Reproduce the records below character for character, keeping every line unchanged.
· · · · · · ·
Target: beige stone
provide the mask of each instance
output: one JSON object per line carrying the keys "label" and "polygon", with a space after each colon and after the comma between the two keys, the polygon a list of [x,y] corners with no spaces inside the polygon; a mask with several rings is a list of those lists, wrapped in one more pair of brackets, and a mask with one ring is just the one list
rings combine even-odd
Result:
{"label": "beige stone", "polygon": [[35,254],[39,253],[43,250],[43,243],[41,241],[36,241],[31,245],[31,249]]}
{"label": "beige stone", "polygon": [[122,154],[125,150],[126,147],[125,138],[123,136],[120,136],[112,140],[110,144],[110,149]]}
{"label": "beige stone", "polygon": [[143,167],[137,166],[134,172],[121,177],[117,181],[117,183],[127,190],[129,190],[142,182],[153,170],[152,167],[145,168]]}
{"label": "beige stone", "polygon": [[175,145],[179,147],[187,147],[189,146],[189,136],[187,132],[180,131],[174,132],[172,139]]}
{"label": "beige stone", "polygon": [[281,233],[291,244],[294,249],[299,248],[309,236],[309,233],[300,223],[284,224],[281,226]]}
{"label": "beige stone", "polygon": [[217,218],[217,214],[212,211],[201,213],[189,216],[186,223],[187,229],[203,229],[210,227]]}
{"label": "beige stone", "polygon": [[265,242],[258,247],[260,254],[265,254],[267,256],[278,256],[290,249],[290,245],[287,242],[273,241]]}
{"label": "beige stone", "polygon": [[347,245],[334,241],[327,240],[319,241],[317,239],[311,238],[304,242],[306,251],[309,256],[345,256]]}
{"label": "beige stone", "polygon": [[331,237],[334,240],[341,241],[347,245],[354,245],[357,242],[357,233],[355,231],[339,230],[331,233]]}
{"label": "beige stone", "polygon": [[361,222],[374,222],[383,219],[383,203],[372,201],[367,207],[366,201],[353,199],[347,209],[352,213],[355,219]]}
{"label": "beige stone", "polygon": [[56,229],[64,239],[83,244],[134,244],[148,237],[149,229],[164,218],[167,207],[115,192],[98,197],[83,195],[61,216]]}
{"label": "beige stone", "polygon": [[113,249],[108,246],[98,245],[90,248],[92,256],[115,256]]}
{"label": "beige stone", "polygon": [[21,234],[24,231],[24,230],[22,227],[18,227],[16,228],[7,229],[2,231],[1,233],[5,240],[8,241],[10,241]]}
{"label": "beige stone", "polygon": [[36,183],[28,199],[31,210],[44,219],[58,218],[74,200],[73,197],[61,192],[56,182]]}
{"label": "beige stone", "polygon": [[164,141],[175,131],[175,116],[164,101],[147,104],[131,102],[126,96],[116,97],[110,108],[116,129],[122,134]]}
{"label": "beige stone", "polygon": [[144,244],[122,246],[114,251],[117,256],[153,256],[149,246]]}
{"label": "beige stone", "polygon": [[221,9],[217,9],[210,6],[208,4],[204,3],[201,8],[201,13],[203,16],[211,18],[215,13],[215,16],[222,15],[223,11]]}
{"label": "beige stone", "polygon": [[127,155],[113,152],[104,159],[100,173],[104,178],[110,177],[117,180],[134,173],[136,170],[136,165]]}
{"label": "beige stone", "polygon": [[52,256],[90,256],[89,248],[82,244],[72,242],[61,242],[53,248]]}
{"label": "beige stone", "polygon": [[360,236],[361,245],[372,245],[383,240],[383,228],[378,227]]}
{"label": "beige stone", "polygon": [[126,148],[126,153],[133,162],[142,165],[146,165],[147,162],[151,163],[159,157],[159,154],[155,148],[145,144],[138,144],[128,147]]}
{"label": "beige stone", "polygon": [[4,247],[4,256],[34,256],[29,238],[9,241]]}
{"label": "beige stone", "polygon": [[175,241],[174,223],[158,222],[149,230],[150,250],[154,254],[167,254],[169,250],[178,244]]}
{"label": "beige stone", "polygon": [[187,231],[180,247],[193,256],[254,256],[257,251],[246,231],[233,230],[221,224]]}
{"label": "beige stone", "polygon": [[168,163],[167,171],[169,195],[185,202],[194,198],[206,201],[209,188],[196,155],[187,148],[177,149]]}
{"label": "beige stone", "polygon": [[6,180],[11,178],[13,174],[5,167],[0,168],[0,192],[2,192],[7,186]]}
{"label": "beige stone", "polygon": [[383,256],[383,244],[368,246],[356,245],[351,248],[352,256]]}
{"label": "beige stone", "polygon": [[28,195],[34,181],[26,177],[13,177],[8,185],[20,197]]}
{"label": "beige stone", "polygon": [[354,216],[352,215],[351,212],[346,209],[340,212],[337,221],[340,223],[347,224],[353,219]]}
· · · · · · ·
TASK RESULT ->
Target: beige stone
provide the mask of each instance
output: one JSON object per line carrying the keys "label" and "polygon", with a space after each colon and after the comma between the two keys, the polygon a list of [x,y] corners with no spaces inside the polygon; a mask with several rings is a list of those lists, wrapped in one more pair of brackets, and a mask with one ring is just the one list
rings combine even-odd
Result:
{"label": "beige stone", "polygon": [[35,254],[39,253],[43,250],[43,243],[41,241],[36,241],[31,245],[31,249]]}
{"label": "beige stone", "polygon": [[122,154],[125,150],[126,147],[125,138],[123,136],[120,136],[112,140],[110,144],[110,149]]}
{"label": "beige stone", "polygon": [[143,167],[137,166],[134,172],[121,177],[117,181],[117,183],[127,190],[129,190],[142,182],[153,170],[152,167],[145,168]]}
{"label": "beige stone", "polygon": [[175,145],[179,147],[187,147],[189,146],[189,136],[187,132],[180,131],[174,132],[172,139]]}
{"label": "beige stone", "polygon": [[281,233],[291,244],[294,249],[299,248],[309,236],[309,233],[300,223],[284,224],[281,226]]}
{"label": "beige stone", "polygon": [[217,218],[217,214],[212,211],[201,213],[189,216],[186,223],[187,229],[203,229],[210,227]]}
{"label": "beige stone", "polygon": [[265,242],[258,247],[260,254],[265,254],[267,256],[278,256],[290,249],[290,245],[287,242],[273,241]]}
{"label": "beige stone", "polygon": [[347,245],[334,241],[327,240],[319,241],[317,239],[311,238],[304,242],[306,251],[309,256],[345,256]]}
{"label": "beige stone", "polygon": [[331,237],[334,240],[341,241],[347,245],[354,245],[357,242],[357,233],[355,231],[339,230],[331,233]]}
{"label": "beige stone", "polygon": [[361,222],[374,222],[383,219],[383,203],[372,201],[367,207],[366,201],[353,199],[347,209],[352,213],[355,219]]}
{"label": "beige stone", "polygon": [[56,229],[64,239],[83,244],[134,244],[148,237],[149,229],[164,218],[167,207],[115,192],[98,197],[83,195],[61,216]]}
{"label": "beige stone", "polygon": [[113,249],[108,246],[98,245],[90,248],[92,256],[115,256]]}
{"label": "beige stone", "polygon": [[21,234],[24,231],[24,230],[22,227],[18,227],[16,228],[7,229],[2,231],[1,233],[5,240],[8,241],[10,241]]}
{"label": "beige stone", "polygon": [[36,183],[28,199],[31,210],[44,219],[58,218],[74,200],[73,197],[61,192],[56,182]]}
{"label": "beige stone", "polygon": [[164,141],[175,131],[175,116],[164,101],[147,104],[131,102],[126,96],[116,97],[110,108],[116,129],[122,134]]}
{"label": "beige stone", "polygon": [[144,244],[122,246],[114,251],[117,256],[153,256],[149,246]]}
{"label": "beige stone", "polygon": [[221,9],[217,9],[210,6],[208,4],[204,3],[201,8],[201,13],[203,16],[211,18],[215,13],[215,16],[222,15],[223,11]]}
{"label": "beige stone", "polygon": [[127,155],[113,152],[104,159],[100,173],[104,178],[110,177],[117,180],[134,173],[136,170],[136,165]]}
{"label": "beige stone", "polygon": [[52,256],[90,256],[89,248],[82,244],[72,242],[61,242],[53,248]]}
{"label": "beige stone", "polygon": [[360,236],[361,245],[372,245],[383,240],[383,228],[378,227]]}
{"label": "beige stone", "polygon": [[126,148],[126,153],[133,162],[142,165],[146,165],[147,162],[151,163],[159,157],[159,154],[155,148],[145,144],[138,144],[128,147]]}
{"label": "beige stone", "polygon": [[4,247],[4,256],[34,256],[29,238],[9,241]]}
{"label": "beige stone", "polygon": [[175,241],[174,223],[158,222],[149,230],[150,250],[154,254],[167,254],[169,250],[178,244]]}
{"label": "beige stone", "polygon": [[187,231],[180,247],[193,256],[254,256],[257,251],[246,231],[233,230],[221,224]]}
{"label": "beige stone", "polygon": [[168,163],[167,171],[169,195],[185,202],[194,198],[206,201],[209,188],[196,155],[187,148],[177,149]]}
{"label": "beige stone", "polygon": [[6,180],[11,178],[13,174],[5,167],[0,168],[0,192],[2,192],[7,186]]}
{"label": "beige stone", "polygon": [[383,256],[383,244],[368,246],[356,245],[351,248],[352,256]]}
{"label": "beige stone", "polygon": [[28,195],[34,181],[26,177],[13,177],[8,185],[20,197]]}
{"label": "beige stone", "polygon": [[354,216],[352,215],[351,212],[346,209],[340,212],[337,221],[340,223],[347,224],[353,219]]}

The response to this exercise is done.